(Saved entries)

------------------------------------------------

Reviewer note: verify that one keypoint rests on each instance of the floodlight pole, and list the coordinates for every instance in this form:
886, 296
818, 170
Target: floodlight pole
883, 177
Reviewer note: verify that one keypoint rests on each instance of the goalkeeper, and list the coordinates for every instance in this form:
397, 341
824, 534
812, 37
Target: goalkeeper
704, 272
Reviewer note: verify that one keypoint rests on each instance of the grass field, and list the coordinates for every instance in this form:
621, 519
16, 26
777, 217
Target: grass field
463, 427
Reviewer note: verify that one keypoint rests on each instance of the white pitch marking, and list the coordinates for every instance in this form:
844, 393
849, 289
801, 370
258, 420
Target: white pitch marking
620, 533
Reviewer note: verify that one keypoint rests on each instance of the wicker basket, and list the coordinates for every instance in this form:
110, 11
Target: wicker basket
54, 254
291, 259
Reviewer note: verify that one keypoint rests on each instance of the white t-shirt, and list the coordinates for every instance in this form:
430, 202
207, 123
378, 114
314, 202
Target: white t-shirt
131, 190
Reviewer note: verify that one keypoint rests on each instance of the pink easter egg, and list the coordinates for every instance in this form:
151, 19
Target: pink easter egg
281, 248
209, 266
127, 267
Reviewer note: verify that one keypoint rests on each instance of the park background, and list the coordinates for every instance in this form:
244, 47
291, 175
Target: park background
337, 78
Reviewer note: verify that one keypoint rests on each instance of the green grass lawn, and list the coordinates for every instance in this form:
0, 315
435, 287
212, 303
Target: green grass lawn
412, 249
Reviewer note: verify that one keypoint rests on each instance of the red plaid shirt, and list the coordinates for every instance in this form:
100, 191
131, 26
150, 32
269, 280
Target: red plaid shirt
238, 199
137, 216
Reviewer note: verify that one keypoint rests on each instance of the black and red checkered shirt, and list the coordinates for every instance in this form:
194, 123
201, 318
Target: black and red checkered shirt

------------------------------------------------

> **What the task requires**
Supply the number of lines above that contain the word "black", and nothing else.

> **Answer for the task**
2